→ **Document section**
* Start *
96.  The applicants accepted that the right of access to a court did not encompass also a right of access to a court competent to examine appeals on points of law. However, if the legislature chose to create such court, it should respect the principles of procedural fairness in the procedure before it. These principles applied also to the proceedings in which the party's access to that court was determined. Under applicable Polish legislation, these principles had not been observed properly, as indicated by the Supreme Court in its resolution of 21 September 2000. It had emphasised therein a certain conceptual confusion to be noted in the provisions governing legal aid as a whole, mostly because the legislator had failed to harmonise the relevant provisions of civil and criminal procedure. The applicants stressed that these systemic shortcomings had manifested themselves in the concrete circumstances of their case.

97.  The applicants submitted that it had been improper on the part of the lawyer to oblige them to ask for the written grounds of the judgment on the merits and to have that judgment served on them. The burden of the conduct of the proceedings had fallen on them, while this essentially was a task of the legal aid lawyer. Further, the subsequent difficulties which the applicants experienced in getting in touch with him showed that the conduct of legal assistance in their case had not been sufficiently diligent. The applicants repeatedly tried to arrange a meeting with him, but to no avail.
* End *
→ **Information shown**
* Start *
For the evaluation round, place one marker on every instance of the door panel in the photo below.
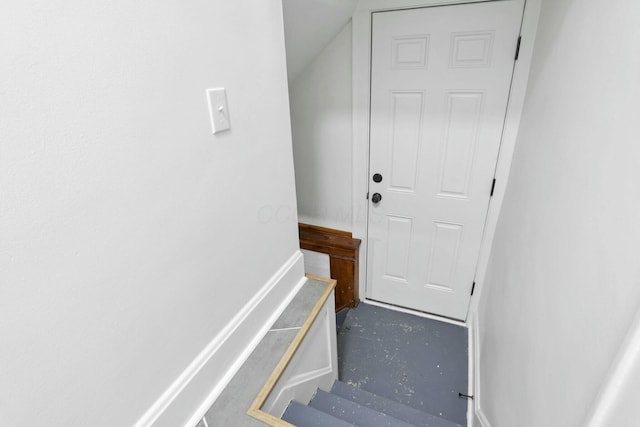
* End *
→ **What you need to do**
A: Update the passage on the applicants' legal aid complaint from "97.  The applicants submitted" up to and including "to no avail.", changing "lawyer" to "counsel".
B: Write what comes next in the passage on the applicants' legal aid complaint, starting after its last sentence.

→ **Answers by task**
A:
97.  The applicants submitted that it had been improper on the part of the counsel to oblige them to ask for the written grounds of the judgment on the merits and to have that judgment served on them. The burden of the conduct of the proceedings had fallen on them, while this essentially was a task of the legal aid counsel. Further, the subsequent difficulties which the applicants experienced in getting in touch with him showed that the conduct of legal assistance in their case had not been sufficiently diligent. The applicants repeatedly tried to arrange a meeting with him, but to no avail.

B:
98.  The applicants maintained that it was of little importance that the judgment was finally served on the lawyer on 21 January 2000. Even assuming, as the Government did, that the time-limit for the lodging of the cassation appeal started to run from that date, it did not justify the fact that the conduct of the representation by the legal aid lawyer had been negligent during a period of more than eight months.

99.  The applicants submitted that during the meeting of 27 January 2000 the lawyer had merely told them that he saw no grounds on which to lodge a cassation appeal. It was in February 2000, and only in reply to their written complaint to the local Bar Association, that this refusal had been formulated in writing.

100.  The applicants pointed out that, even accepting the Government's submission that from 27 January 2000 the applicants had twenty-four days for lodging the cassation appeal, they did not have financial means to hire a lawyer. It was essentially for that reason that the courts had granted legal aid to them. In the absence of any mechanism available under domestic law to regulate properly situations in which legal aid lawyer refused to draw up the cassation appeal, they had been deprived of any remedies by which to improve their procedural situation and effectively lodge an appeal with the Supreme Court.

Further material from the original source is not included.